• Exercise objective
If a line below contains the string "dispenser", copy it out.

• Given entries
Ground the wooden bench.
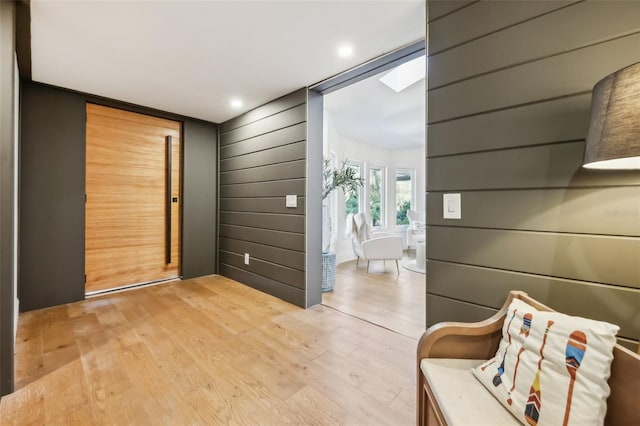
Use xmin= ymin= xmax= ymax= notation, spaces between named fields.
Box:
xmin=417 ymin=291 xmax=640 ymax=426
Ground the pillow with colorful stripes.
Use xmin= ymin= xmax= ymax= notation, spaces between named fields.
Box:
xmin=471 ymin=297 xmax=619 ymax=425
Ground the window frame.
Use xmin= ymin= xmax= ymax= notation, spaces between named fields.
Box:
xmin=368 ymin=164 xmax=386 ymax=229
xmin=394 ymin=167 xmax=414 ymax=227
xmin=344 ymin=160 xmax=364 ymax=218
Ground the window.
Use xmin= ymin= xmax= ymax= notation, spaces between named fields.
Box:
xmin=395 ymin=168 xmax=413 ymax=226
xmin=369 ymin=165 xmax=385 ymax=228
xmin=329 ymin=152 xmax=338 ymax=242
xmin=344 ymin=161 xmax=363 ymax=217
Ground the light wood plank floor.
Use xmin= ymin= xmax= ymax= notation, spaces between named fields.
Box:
xmin=1 ymin=275 xmax=416 ymax=425
xmin=323 ymin=257 xmax=426 ymax=339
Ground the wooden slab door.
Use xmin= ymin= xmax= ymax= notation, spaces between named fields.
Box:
xmin=85 ymin=104 xmax=181 ymax=293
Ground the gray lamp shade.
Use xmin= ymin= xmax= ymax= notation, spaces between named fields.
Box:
xmin=583 ymin=61 xmax=640 ymax=169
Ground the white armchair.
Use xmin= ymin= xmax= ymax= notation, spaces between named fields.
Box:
xmin=406 ymin=209 xmax=426 ymax=248
xmin=346 ymin=213 xmax=403 ymax=274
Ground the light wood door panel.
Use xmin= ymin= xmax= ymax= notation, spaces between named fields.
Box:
xmin=86 ymin=104 xmax=181 ymax=292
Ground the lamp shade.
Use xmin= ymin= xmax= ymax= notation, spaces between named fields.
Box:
xmin=583 ymin=61 xmax=640 ymax=170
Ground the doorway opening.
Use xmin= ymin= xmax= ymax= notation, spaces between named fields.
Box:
xmin=85 ymin=104 xmax=182 ymax=295
xmin=310 ymin=40 xmax=426 ymax=338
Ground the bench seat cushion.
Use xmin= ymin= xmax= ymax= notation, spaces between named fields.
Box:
xmin=421 ymin=358 xmax=520 ymax=425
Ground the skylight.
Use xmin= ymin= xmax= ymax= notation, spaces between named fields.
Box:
xmin=379 ymin=55 xmax=426 ymax=92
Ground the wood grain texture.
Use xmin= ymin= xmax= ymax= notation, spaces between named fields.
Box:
xmin=2 ymin=276 xmax=416 ymax=424
xmin=85 ymin=104 xmax=181 ymax=292
xmin=323 ymin=258 xmax=426 ymax=340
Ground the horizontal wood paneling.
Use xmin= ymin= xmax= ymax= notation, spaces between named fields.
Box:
xmin=220 ymin=104 xmax=305 ymax=146
xmin=219 ymin=225 xmax=304 ymax=253
xmin=430 ymin=1 xmax=640 ymax=87
xmin=428 ymin=32 xmax=640 ymax=123
xmin=220 ymin=123 xmax=306 ymax=159
xmin=220 ymin=197 xmax=305 ymax=215
xmin=219 ymin=88 xmax=308 ymax=308
xmin=428 ymin=226 xmax=640 ymax=288
xmin=429 ymin=0 xmax=575 ymax=55
xmin=219 ymin=159 xmax=306 ymax=185
xmin=219 ymin=251 xmax=304 ymax=289
xmin=428 ymin=0 xmax=475 ymax=22
xmin=427 ymin=292 xmax=639 ymax=350
xmin=220 ymin=141 xmax=306 ymax=172
xmin=220 ymin=89 xmax=306 ymax=134
xmin=617 ymin=337 xmax=640 ymax=352
xmin=219 ymin=264 xmax=305 ymax=307
xmin=220 ymin=179 xmax=305 ymax=198
xmin=219 ymin=212 xmax=304 ymax=234
xmin=427 ymin=260 xmax=640 ymax=339
xmin=427 ymin=141 xmax=640 ymax=191
xmin=219 ymin=237 xmax=304 ymax=271
xmin=427 ymin=93 xmax=590 ymax=157
xmin=426 ymin=294 xmax=497 ymax=327
xmin=426 ymin=0 xmax=640 ymax=346
xmin=427 ymin=187 xmax=640 ymax=236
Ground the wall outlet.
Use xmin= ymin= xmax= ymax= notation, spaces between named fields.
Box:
xmin=244 ymin=253 xmax=250 ymax=265
xmin=286 ymin=195 xmax=297 ymax=208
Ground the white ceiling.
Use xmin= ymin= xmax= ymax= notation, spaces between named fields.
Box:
xmin=30 ymin=0 xmax=425 ymax=124
xmin=324 ymin=63 xmax=425 ymax=149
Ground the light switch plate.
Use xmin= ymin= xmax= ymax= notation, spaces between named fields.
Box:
xmin=286 ymin=195 xmax=297 ymax=208
xmin=443 ymin=193 xmax=461 ymax=219
xmin=244 ymin=253 xmax=250 ymax=265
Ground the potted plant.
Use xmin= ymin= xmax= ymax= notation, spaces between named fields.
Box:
xmin=322 ymin=158 xmax=364 ymax=252
xmin=321 ymin=158 xmax=364 ymax=292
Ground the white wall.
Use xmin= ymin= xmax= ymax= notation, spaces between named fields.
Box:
xmin=324 ymin=112 xmax=425 ymax=264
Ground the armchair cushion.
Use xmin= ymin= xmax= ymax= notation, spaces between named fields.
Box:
xmin=421 ymin=359 xmax=520 ymax=426
xmin=472 ymin=298 xmax=619 ymax=426
xmin=361 ymin=236 xmax=403 ymax=261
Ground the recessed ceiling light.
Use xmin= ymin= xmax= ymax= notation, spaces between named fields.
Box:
xmin=379 ymin=55 xmax=426 ymax=93
xmin=230 ymin=98 xmax=242 ymax=108
xmin=337 ymin=44 xmax=354 ymax=58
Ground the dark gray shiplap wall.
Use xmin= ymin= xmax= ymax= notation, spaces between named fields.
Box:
xmin=219 ymin=89 xmax=308 ymax=308
xmin=0 ymin=0 xmax=16 ymax=396
xmin=426 ymin=0 xmax=640 ymax=349
xmin=20 ymin=82 xmax=218 ymax=311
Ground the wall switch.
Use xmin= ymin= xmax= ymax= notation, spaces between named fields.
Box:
xmin=443 ymin=193 xmax=461 ymax=219
xmin=244 ymin=253 xmax=250 ymax=265
xmin=286 ymin=195 xmax=297 ymax=208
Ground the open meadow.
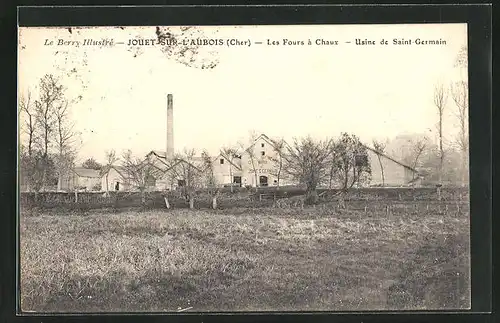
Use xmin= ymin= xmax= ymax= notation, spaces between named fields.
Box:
xmin=20 ymin=201 xmax=470 ymax=312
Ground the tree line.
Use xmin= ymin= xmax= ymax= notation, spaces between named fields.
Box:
xmin=107 ymin=121 xmax=468 ymax=209
xmin=93 ymin=132 xmax=372 ymax=209
xmin=19 ymin=74 xmax=80 ymax=196
xmin=19 ymin=46 xmax=468 ymax=205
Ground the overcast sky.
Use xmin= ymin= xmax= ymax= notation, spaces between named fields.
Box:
xmin=18 ymin=24 xmax=467 ymax=164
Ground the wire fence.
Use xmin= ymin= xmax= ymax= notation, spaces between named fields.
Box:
xmin=19 ymin=187 xmax=469 ymax=215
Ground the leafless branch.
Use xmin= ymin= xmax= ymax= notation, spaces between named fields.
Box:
xmin=19 ymin=90 xmax=37 ymax=156
xmin=433 ymin=82 xmax=448 ymax=184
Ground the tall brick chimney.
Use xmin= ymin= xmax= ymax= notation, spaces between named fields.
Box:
xmin=166 ymin=94 xmax=174 ymax=159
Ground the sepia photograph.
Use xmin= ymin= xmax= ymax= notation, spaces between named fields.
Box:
xmin=18 ymin=23 xmax=470 ymax=313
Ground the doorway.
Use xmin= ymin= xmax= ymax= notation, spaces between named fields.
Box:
xmin=259 ymin=175 xmax=268 ymax=187
xmin=233 ymin=176 xmax=242 ymax=187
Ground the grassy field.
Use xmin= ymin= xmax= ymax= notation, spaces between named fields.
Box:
xmin=20 ymin=204 xmax=470 ymax=312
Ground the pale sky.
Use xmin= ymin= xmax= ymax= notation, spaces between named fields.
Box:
xmin=18 ymin=24 xmax=468 ymax=164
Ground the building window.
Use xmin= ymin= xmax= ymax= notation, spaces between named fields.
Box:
xmin=261 ymin=143 xmax=265 ymax=148
xmin=220 ymin=158 xmax=224 ymax=164
xmin=261 ymin=151 xmax=265 ymax=156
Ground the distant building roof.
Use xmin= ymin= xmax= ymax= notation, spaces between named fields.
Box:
xmin=100 ymin=165 xmax=131 ymax=178
xmin=148 ymin=150 xmax=168 ymax=158
xmin=73 ymin=167 xmax=101 ymax=178
xmin=147 ymin=150 xmax=205 ymax=163
xmin=362 ymin=144 xmax=419 ymax=173
xmin=241 ymin=133 xmax=292 ymax=154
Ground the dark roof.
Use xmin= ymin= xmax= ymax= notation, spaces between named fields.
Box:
xmin=73 ymin=167 xmax=100 ymax=178
xmin=148 ymin=150 xmax=167 ymax=158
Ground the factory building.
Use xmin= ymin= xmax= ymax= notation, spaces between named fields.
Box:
xmin=142 ymin=94 xmax=420 ymax=191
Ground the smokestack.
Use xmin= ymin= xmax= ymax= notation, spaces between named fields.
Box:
xmin=166 ymin=94 xmax=174 ymax=159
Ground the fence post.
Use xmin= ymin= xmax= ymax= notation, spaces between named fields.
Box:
xmin=74 ymin=190 xmax=78 ymax=203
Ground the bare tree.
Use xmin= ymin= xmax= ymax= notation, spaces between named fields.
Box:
xmin=398 ymin=135 xmax=430 ymax=170
xmin=103 ymin=150 xmax=118 ymax=196
xmin=19 ymin=147 xmax=45 ymax=195
xmin=53 ymin=100 xmax=77 ymax=191
xmin=220 ymin=146 xmax=238 ymax=193
xmin=19 ymin=91 xmax=40 ymax=193
xmin=282 ymin=136 xmax=333 ymax=204
xmin=33 ymin=74 xmax=65 ymax=190
xmin=121 ymin=150 xmax=160 ymax=207
xmin=34 ymin=74 xmax=64 ymax=157
xmin=19 ymin=90 xmax=37 ymax=157
xmin=201 ymin=150 xmax=220 ymax=209
xmin=330 ymin=133 xmax=371 ymax=190
xmin=434 ymin=83 xmax=448 ymax=198
xmin=451 ymin=46 xmax=469 ymax=187
xmin=165 ymin=149 xmax=203 ymax=209
xmin=410 ymin=138 xmax=427 ymax=180
xmin=239 ymin=131 xmax=259 ymax=189
xmin=268 ymin=137 xmax=287 ymax=189
xmin=372 ymin=139 xmax=386 ymax=187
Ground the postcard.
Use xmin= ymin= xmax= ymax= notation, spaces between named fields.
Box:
xmin=18 ymin=23 xmax=470 ymax=313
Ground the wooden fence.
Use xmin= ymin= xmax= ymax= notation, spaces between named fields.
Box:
xmin=255 ymin=187 xmax=469 ymax=202
xmin=19 ymin=187 xmax=470 ymax=212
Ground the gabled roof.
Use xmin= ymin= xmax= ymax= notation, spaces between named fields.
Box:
xmin=150 ymin=158 xmax=205 ymax=181
xmin=170 ymin=157 xmax=204 ymax=172
xmin=101 ymin=165 xmax=132 ymax=179
xmin=73 ymin=167 xmax=100 ymax=178
xmin=148 ymin=153 xmax=205 ymax=173
xmin=243 ymin=133 xmax=292 ymax=154
xmin=362 ymin=144 xmax=418 ymax=173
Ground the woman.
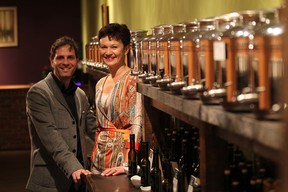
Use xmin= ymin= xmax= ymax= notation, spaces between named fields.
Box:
xmin=90 ymin=23 xmax=143 ymax=176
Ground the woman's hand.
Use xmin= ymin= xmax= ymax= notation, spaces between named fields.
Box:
xmin=101 ymin=166 xmax=126 ymax=176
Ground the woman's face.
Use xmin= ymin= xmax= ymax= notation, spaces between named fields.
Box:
xmin=99 ymin=36 xmax=129 ymax=68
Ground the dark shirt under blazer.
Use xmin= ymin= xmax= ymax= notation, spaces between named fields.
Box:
xmin=26 ymin=72 xmax=96 ymax=192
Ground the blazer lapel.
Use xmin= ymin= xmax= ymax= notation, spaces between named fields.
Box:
xmin=44 ymin=73 xmax=71 ymax=113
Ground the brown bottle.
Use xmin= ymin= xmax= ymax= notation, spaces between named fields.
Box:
xmin=128 ymin=134 xmax=137 ymax=179
xmin=150 ymin=148 xmax=162 ymax=192
xmin=162 ymin=158 xmax=173 ymax=192
xmin=140 ymin=141 xmax=150 ymax=187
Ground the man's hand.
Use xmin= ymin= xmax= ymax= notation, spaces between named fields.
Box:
xmin=72 ymin=169 xmax=91 ymax=183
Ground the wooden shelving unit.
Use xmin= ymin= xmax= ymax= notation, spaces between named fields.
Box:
xmin=137 ymin=82 xmax=285 ymax=192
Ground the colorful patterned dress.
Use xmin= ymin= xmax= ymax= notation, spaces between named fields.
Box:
xmin=90 ymin=70 xmax=142 ymax=172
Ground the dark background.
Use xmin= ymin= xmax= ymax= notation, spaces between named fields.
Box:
xmin=0 ymin=0 xmax=82 ymax=85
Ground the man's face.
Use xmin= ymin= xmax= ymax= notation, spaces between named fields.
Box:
xmin=50 ymin=44 xmax=78 ymax=82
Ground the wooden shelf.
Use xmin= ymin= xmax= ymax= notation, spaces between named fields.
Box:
xmin=138 ymin=83 xmax=284 ymax=157
xmin=137 ymin=82 xmax=285 ymax=191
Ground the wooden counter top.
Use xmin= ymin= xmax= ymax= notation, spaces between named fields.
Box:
xmin=0 ymin=84 xmax=31 ymax=90
xmin=84 ymin=174 xmax=141 ymax=192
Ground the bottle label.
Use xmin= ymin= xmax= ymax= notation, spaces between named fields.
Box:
xmin=140 ymin=164 xmax=150 ymax=186
xmin=149 ymin=148 xmax=153 ymax=168
xmin=173 ymin=168 xmax=179 ymax=192
xmin=173 ymin=177 xmax=178 ymax=192
xmin=187 ymin=185 xmax=193 ymax=192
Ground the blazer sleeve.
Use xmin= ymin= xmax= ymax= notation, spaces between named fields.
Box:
xmin=86 ymin=108 xmax=96 ymax=140
xmin=77 ymin=88 xmax=96 ymax=141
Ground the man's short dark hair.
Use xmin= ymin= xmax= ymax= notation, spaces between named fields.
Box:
xmin=50 ymin=36 xmax=79 ymax=59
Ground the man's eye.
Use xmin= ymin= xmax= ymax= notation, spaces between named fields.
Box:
xmin=68 ymin=56 xmax=76 ymax=60
xmin=56 ymin=56 xmax=64 ymax=60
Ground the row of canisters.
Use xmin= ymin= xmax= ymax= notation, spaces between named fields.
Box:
xmin=84 ymin=7 xmax=287 ymax=121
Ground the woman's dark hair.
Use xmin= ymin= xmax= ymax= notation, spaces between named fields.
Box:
xmin=98 ymin=23 xmax=131 ymax=47
xmin=50 ymin=36 xmax=79 ymax=59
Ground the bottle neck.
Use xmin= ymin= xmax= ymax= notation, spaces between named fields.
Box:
xmin=130 ymin=141 xmax=135 ymax=150
xmin=181 ymin=139 xmax=188 ymax=157
xmin=152 ymin=150 xmax=159 ymax=168
xmin=142 ymin=143 xmax=149 ymax=159
xmin=130 ymin=134 xmax=135 ymax=150
xmin=163 ymin=159 xmax=172 ymax=179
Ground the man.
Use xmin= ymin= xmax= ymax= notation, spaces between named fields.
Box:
xmin=26 ymin=36 xmax=96 ymax=192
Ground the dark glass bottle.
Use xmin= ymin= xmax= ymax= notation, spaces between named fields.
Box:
xmin=162 ymin=158 xmax=173 ymax=192
xmin=140 ymin=141 xmax=150 ymax=187
xmin=231 ymin=181 xmax=241 ymax=192
xmin=150 ymin=148 xmax=162 ymax=192
xmin=191 ymin=145 xmax=200 ymax=178
xmin=249 ymin=178 xmax=257 ymax=192
xmin=177 ymin=168 xmax=188 ymax=192
xmin=164 ymin=128 xmax=172 ymax=159
xmin=165 ymin=132 xmax=172 ymax=159
xmin=184 ymin=130 xmax=193 ymax=178
xmin=128 ymin=134 xmax=137 ymax=179
xmin=224 ymin=168 xmax=232 ymax=192
xmin=169 ymin=130 xmax=178 ymax=162
xmin=240 ymin=166 xmax=250 ymax=192
xmin=179 ymin=138 xmax=189 ymax=182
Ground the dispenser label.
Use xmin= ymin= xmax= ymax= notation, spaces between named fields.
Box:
xmin=213 ymin=41 xmax=226 ymax=61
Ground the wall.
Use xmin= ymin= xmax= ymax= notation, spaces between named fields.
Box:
xmin=81 ymin=0 xmax=284 ymax=59
xmin=0 ymin=0 xmax=82 ymax=85
xmin=0 ymin=0 xmax=82 ymax=150
xmin=0 ymin=0 xmax=284 ymax=83
xmin=0 ymin=84 xmax=90 ymax=150
xmin=0 ymin=86 xmax=30 ymax=150
xmin=0 ymin=0 xmax=283 ymax=83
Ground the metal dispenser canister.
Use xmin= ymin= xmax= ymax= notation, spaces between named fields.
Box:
xmin=253 ymin=8 xmax=286 ymax=120
xmin=129 ymin=30 xmax=148 ymax=76
xmin=222 ymin=10 xmax=262 ymax=112
xmin=92 ymin=36 xmax=101 ymax=64
xmin=181 ymin=19 xmax=215 ymax=99
xmin=88 ymin=36 xmax=97 ymax=62
xmin=84 ymin=39 xmax=91 ymax=63
xmin=145 ymin=25 xmax=165 ymax=86
xmin=179 ymin=21 xmax=199 ymax=90
xmin=155 ymin=25 xmax=173 ymax=90
xmin=83 ymin=36 xmax=108 ymax=72
xmin=83 ymin=36 xmax=97 ymax=66
xmin=166 ymin=23 xmax=187 ymax=94
xmin=200 ymin=13 xmax=241 ymax=104
xmin=138 ymin=32 xmax=153 ymax=83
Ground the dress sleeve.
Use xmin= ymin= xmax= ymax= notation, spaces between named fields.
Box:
xmin=125 ymin=76 xmax=143 ymax=150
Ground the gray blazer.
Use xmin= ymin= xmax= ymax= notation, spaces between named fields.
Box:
xmin=26 ymin=73 xmax=96 ymax=192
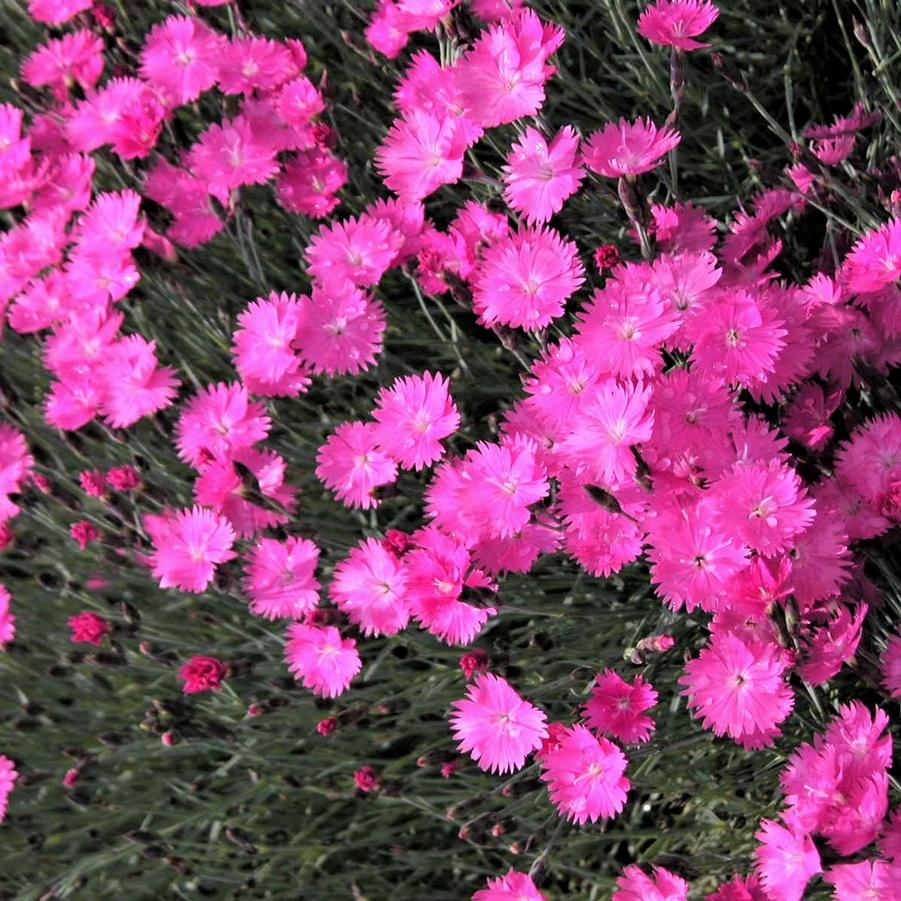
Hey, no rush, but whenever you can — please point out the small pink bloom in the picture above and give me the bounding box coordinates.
[613,864,689,901]
[459,650,490,679]
[178,655,228,694]
[70,521,101,550]
[68,611,110,645]
[583,670,658,744]
[284,623,361,698]
[79,470,106,498]
[353,765,380,793]
[583,118,681,178]
[473,869,547,900]
[62,768,80,789]
[106,465,140,491]
[637,0,720,51]
[316,717,337,736]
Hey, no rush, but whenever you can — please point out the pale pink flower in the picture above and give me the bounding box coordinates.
[450,673,547,774]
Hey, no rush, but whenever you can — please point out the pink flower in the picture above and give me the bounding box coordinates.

• Response to this task
Ground the dispenser label.
Ground the metal dispenser canister.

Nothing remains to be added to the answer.